* [CONSIGNE A]:
Indiquez si les affirmations suivantes concordent avec le texte du document. Répondez par oui ou par non et citez à l'identique les mots du texte qui tranchent.
(i) Zachée, bien que riche, est présenté comme un pauvre.
(ii) Ce que dit la deuxième lecture est qualifié de description.
(iii) La venue de Dieu ne donne rendez-vous que dans les cathédrales.

* [TEXTE DU DOCUMENT]:
##########

C’est ici qu’il nous faut entendre les paroles de la deuxième lecture : elles nous disent où nous venons en entrant dans l’église. « Vous n’êtes pas venus vers le feu ardent, les ténèbres, l’ouragan. Pas de son de trompettes, ni de clameur telle que ceux qui l’entendirent supplièrent pour qu’elle se taise. » Rien de tout cela ne dit qui est ce Dieu qui se plaît à se cacher. Et cependant, ce qui vous donne rendez-vous dans cette cathédrale, comme dans la plus modeste des églises de village, c’est bien la venue de Dieu lui-même vers les hommes : « Vous êtes venus, poursuit le texte, vers la montagne de Sion, vers la ville du Dieu vivant, la Jérusalem céleste, vers des myriades d’anges en fête et vers l’assemblée des premiers-nés dont les noms sont inscrits dans les cieux ». Ce qui nous est dit là n’est pas une description, c’est un dévoilement : dévoilement de la réalité divine cachée dans l’eucharistie, derrière les mêmes humbles apparences qui, au long de sa vie sur la terre, dissimulaient tout en la manifestant la divinité de Jésus. Le pauvre – et le riche Zachée est un pauvre – le pauvre voit ou du moins désire (ce qui est déjà une manière de voir) ce qui reste caché aux yeux de chair de l’homme centré sur lui-même.
Jusque dans les édifices de pierre que nous lui avons construits, notre Dieu est venu se montrer tout en demeurant caché. L’Église, d’une certaine manière, son nom d’humilité, sous lequel se cache sa splendeur.

##########

* [CONSIGNE B]: Mettez sous forme de liste JSON de chaînes les lignes du listing qui vont de la ligne contenant « Annotation task: tag one point per instance of the white dress » à celle contenant « Annotation task: tag one point per instance of the netting », ces deux lignes comprises. Chaque ligne donne une chaîne, et les lignes vides sont omises.

##########

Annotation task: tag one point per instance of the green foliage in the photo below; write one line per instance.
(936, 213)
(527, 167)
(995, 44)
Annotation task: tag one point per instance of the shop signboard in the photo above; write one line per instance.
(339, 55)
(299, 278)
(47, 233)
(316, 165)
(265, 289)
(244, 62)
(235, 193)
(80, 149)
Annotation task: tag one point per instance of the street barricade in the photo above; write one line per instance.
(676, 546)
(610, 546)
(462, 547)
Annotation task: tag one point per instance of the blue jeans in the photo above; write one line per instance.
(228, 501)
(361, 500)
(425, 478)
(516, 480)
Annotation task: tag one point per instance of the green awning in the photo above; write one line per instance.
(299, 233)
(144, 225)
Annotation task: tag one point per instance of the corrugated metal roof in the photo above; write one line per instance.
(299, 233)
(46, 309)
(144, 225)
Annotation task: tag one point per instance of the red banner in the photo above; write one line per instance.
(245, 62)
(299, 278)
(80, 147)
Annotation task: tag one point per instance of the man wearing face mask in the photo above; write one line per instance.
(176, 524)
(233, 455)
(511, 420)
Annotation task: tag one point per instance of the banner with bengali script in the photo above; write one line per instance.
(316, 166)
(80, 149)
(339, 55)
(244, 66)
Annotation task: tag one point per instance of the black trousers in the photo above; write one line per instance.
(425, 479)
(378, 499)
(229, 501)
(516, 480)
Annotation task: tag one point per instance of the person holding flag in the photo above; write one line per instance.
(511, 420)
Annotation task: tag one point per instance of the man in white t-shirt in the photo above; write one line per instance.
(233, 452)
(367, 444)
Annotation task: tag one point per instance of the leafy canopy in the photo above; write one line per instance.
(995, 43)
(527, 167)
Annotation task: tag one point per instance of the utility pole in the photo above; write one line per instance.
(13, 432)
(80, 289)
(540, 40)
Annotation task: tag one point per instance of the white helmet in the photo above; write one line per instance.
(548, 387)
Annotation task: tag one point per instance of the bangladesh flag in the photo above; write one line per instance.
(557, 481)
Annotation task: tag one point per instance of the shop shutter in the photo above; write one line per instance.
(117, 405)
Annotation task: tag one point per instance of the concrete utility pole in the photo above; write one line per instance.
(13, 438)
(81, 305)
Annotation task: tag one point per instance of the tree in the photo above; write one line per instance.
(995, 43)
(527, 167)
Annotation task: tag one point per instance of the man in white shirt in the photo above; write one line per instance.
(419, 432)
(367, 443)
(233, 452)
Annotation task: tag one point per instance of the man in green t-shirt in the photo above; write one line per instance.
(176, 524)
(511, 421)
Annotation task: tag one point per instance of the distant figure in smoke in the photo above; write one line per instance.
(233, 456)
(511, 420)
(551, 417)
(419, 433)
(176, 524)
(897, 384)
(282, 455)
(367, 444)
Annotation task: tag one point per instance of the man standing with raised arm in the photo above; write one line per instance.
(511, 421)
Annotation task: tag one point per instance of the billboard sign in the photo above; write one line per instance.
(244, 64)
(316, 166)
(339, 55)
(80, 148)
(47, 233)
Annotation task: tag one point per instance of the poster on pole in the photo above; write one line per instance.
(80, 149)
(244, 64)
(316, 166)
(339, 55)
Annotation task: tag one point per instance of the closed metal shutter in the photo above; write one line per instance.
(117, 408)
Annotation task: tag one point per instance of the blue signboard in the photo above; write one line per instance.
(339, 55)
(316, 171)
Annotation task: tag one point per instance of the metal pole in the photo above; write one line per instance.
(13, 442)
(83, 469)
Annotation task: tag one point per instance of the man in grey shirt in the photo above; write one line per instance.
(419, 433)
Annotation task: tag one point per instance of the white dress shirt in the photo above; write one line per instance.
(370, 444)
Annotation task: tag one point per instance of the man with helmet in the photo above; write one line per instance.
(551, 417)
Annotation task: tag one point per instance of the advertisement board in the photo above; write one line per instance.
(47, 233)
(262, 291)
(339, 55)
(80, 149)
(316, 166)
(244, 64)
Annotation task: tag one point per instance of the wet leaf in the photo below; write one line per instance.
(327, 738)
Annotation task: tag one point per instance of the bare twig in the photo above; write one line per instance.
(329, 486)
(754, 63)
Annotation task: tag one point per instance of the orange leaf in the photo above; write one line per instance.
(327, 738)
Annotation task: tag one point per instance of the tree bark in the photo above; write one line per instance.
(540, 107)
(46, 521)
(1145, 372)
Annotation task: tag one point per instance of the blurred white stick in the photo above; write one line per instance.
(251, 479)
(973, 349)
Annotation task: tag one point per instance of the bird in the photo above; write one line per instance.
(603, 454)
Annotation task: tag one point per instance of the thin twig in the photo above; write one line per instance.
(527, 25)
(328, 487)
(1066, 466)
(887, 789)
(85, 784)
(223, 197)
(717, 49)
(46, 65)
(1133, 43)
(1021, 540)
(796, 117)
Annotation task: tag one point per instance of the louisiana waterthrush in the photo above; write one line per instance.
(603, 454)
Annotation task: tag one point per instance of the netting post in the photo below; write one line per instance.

##########

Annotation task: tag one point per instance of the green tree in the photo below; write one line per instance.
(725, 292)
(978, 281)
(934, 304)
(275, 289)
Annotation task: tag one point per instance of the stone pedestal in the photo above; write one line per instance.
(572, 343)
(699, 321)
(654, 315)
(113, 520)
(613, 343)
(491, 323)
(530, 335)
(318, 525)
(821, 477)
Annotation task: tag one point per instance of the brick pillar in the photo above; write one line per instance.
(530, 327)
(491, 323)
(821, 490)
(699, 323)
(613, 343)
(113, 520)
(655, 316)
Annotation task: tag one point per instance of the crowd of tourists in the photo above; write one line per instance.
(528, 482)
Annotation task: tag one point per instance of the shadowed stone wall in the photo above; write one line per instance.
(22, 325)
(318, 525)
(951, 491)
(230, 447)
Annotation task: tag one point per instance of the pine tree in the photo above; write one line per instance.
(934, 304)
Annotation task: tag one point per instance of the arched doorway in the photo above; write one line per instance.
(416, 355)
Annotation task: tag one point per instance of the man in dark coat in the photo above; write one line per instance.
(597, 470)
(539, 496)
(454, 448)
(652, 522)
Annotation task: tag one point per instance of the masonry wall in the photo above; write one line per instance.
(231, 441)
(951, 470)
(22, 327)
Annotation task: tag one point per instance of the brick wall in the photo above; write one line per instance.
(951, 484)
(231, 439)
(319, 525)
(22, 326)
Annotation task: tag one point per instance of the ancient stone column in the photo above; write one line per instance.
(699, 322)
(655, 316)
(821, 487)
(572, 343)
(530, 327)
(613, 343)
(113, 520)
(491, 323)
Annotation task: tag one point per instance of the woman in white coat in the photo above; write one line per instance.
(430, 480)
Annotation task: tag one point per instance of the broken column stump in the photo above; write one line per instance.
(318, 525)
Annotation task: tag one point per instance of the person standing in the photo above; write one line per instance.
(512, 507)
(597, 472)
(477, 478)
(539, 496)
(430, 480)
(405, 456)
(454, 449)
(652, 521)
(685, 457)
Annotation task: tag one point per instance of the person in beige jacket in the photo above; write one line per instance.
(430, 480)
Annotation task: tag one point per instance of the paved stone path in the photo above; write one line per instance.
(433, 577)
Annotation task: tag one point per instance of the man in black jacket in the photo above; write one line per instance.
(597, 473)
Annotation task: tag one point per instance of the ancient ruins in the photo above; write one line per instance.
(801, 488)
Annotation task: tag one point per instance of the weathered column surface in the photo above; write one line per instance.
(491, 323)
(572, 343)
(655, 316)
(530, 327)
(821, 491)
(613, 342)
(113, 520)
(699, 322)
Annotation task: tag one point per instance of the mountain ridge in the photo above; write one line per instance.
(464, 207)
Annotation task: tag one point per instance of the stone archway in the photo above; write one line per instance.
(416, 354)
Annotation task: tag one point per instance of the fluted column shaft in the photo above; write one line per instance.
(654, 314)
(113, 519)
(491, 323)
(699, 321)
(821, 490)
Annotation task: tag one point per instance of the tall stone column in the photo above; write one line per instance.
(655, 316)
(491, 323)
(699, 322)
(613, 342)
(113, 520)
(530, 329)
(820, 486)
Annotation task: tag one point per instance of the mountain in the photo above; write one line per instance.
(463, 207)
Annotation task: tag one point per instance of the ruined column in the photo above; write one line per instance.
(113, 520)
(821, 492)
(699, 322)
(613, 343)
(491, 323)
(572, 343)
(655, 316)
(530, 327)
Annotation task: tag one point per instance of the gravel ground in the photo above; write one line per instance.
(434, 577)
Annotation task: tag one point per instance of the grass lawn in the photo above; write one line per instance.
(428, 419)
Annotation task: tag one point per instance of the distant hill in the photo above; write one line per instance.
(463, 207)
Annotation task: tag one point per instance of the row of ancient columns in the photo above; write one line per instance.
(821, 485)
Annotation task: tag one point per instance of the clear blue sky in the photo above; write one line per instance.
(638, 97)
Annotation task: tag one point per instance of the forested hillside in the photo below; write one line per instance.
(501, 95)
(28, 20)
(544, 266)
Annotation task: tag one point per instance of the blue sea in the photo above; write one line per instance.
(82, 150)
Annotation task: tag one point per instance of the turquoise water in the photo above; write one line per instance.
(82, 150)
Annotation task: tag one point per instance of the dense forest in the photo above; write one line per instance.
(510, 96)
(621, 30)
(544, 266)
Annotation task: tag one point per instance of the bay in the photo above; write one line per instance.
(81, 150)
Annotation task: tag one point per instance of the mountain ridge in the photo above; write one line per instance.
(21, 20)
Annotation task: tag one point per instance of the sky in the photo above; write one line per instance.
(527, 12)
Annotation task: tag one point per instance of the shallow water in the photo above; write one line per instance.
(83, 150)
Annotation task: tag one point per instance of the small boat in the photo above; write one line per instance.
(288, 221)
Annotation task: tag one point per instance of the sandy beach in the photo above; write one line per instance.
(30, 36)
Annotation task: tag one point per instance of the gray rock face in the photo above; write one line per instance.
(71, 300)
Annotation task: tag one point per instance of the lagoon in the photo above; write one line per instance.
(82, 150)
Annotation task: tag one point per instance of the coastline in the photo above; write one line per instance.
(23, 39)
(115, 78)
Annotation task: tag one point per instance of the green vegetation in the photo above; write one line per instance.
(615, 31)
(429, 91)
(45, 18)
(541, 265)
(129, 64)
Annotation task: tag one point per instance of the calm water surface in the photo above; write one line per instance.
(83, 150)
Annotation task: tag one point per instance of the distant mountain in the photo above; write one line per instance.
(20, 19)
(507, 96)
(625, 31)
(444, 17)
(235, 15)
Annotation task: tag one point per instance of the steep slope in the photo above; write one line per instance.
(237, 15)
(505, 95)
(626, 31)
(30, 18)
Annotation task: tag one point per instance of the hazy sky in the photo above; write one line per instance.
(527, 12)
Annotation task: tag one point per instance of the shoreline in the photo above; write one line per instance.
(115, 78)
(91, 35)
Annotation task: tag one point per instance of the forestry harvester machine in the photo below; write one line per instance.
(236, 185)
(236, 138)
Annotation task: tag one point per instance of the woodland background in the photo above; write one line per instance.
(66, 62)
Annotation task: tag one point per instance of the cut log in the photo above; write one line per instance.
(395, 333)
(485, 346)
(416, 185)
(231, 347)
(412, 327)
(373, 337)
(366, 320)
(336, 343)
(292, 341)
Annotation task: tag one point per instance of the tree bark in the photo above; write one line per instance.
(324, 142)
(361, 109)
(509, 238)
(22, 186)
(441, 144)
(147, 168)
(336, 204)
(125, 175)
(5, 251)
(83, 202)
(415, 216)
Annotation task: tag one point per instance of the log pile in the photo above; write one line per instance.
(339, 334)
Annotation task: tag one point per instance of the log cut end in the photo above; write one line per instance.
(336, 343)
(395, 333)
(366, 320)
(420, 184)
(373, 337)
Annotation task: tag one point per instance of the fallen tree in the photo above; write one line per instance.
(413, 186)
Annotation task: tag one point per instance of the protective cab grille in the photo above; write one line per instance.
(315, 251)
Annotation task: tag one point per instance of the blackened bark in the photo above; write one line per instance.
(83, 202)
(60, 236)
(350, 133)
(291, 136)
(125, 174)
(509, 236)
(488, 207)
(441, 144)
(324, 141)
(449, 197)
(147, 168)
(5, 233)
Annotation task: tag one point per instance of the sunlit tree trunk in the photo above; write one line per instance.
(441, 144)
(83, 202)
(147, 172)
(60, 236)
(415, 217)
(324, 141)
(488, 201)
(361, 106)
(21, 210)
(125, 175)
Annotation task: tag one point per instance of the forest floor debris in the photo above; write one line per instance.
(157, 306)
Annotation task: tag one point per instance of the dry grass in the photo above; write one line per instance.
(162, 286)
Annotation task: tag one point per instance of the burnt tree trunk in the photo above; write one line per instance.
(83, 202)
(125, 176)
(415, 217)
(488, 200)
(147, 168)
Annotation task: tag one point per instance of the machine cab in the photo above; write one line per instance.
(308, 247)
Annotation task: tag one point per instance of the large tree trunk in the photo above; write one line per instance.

##########

* [RÉPONSE COMPLÈTE A]:
(i) Oui : « le riche Zachée est un pauvre ».
(ii) Non : « Ce qui nous est dit là n’est pas une description, c’est un dévoilement ».
(iii) Non : « comme dans la plus modeste des églises de village ».

* [RÉPONSE COMPLÈTE B]:
[
  "Annotation task: tag one point per instance of the white dress shirt in the photo above; write one line per instance.",
  "(370, 444)",
  "Annotation task: tag one point per instance of the man with helmet in the photo above; write one line per instance.",
  "(551, 417)",
  "Annotation task: tag one point per instance of the advertisement board in the photo above; write one line per instance.",
  "(47, 233)",
  "(262, 291)",
  "(339, 55)",
  "(80, 149)",
  "(316, 166)",
  "(244, 64)",
  "Annotation task: tag one point per instance of the wet leaf in the photo below; write one line per instance.",
  "(327, 738)",
  "Annotation task: tag one point per instance of the bare twig in the photo above; write one line per instance.",
  "(329, 486)",
  "(754, 63)",
  "Annotation task: tag one point per instance of the orange leaf in the photo above; write one line per instance.",
  "(327, 738)",
  "Annotation task: tag one point per instance of the tree bark in the photo above; write one line per instance.",
  "(540, 107)",
  "(46, 521)",
  "(1145, 372)",
  "Annotation task: tag one point per instance of the blurred white stick in the photo above; write one line per instance.",
  "(251, 479)",
  "(973, 349)",
  "Annotation task: tag one point per instance of the bird in the photo above; write one line per instance.",
  "(603, 454)",
  "Annotation task: tag one point per instance of the thin twig in the photo above; write one line per instance.",
  "(527, 25)",
  "(328, 487)",
  "(1066, 466)",
  "(887, 789)",
  "(85, 784)",
  "(223, 197)",
  "(717, 49)",
  "(46, 65)",
  "(1133, 43)",
  "(1021, 540)",
  "(796, 117)",
  "Annotation task: tag one point per instance of the louisiana waterthrush in the photo above; write one line per instance.",
  "(603, 454)",
  "Annotation task: tag one point per instance of the netting post in the photo below; write one line per instance."
]